Using the Reuters report on coronavirus in Russia below, say yes or no to each statement and quote the words that decide it: (a) the infected staff member in the presidential administration had been in contact with Putin; (b) state-run hotels, resorts and recreational facilities were ordered to close from March 28 until June 1; (c) most Russians in the Levada Centre poll believed the official figures.

**Source passage**
::::::::
Russia confirms coronavirus case in Putin's administration, tightens curbs
By Tom Balmforth and Alexander Marrow
MOSCOW (Reuters) - The Kremlin confirmed a coronavirus case in President Vladimir Putin's administration on Friday and the government said measures imposed in Moscow to fight the virus should be extended across Russia.
The official tally of confirmed cases jumped by a record daily amount for the third day in a row, bringing Russia's total to 1,036. Four people have died of the coronavirus.
The Kremlin said it was taking measures to stop the virus spreading further after a staff member in the presidential administration contracted the virus. It said the person had not come into contact with Putin, but declined to identify them.
Putin has declared next week a non-working week, and Moscow, the vast country's worst-affected area, will this weekend close all cafes, restaurants and shops apart from those selling food and medicine, until April 5. International flights have been suspended.
On Friday, Prime Minister Mikhail Mishustin said measures in place in Moscow to halt the spread of the virus should be imposed across the country and urged Russians to stay at home and refrain from all but essential trips.
"Maybe on these days you were planning to visit a shopping center, pop into a cafe, go to a health resort, but it is important to understand that coronavirus comes from these trips, you get infected in crowded places," he said.
Mishustin also ordered the country's huge network of state-run hotels, resorts and recreational facilities to shut down from March 28 until June 1.
Russia's mass domestic tourism and recreation sector is still dominated by the state, a legacy from Soviet times. Millions of Russians still holiday each year at state-run hotels, resorts, health spas and children's camps.
The number of confirmed coronavirus cases in Russia remains much lower than in many European countries, but the mayor of Moscow told Putin on Tuesday that the real scale of the problem in the capital far exceeded official figures.
An opinion poll by the Moscow-based Levada Centre showed the majority of Russians, some 59 percent, do not believe the official figures. Twenty-four percent said they "absolutely" did not believe them and 35 percent said they only partially believed them, the poll showed.
Anna Popova, the head of the state consumer health watchdog, said Russia was not yet seeing signs of an exponential growth in cases. Putin has said he hopes Russia would defeat coronavirus in two to three months if it imposed tough measures quickly.
::::::::
**Data for pointing at described regions**

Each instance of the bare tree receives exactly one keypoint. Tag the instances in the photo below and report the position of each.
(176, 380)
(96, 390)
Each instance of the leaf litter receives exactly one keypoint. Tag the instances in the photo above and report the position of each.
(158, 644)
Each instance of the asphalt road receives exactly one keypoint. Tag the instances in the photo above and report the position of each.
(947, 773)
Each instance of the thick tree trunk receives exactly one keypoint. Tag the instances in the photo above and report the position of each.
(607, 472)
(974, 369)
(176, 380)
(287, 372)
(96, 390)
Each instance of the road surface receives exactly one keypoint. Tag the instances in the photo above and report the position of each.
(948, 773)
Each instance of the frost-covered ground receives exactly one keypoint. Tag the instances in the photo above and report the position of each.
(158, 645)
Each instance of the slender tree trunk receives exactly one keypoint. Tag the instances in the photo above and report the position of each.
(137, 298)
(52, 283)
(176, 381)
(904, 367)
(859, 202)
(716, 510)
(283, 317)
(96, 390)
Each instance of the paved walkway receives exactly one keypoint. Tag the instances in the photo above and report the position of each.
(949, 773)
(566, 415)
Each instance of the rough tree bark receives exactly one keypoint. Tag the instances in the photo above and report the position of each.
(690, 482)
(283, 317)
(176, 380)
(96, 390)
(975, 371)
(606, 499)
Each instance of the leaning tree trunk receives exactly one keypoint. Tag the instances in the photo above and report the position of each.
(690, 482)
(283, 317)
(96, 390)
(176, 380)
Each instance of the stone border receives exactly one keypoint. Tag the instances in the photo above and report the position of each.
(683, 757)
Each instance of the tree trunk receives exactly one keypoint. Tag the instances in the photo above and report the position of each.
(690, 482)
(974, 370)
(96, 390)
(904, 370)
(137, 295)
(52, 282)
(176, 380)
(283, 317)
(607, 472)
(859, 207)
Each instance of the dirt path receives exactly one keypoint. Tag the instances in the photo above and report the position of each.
::::::::
**Answer to this exercise**
(a) No: "It said the person had not come into contact with Putin"
(b) Yes: "ordered the country's huge network of state-run hotels, resorts and recreational facilities to shut down from March 28 until June 1"
(c) No: "the majority of Russians, some 59 percent, do not believe the official figures"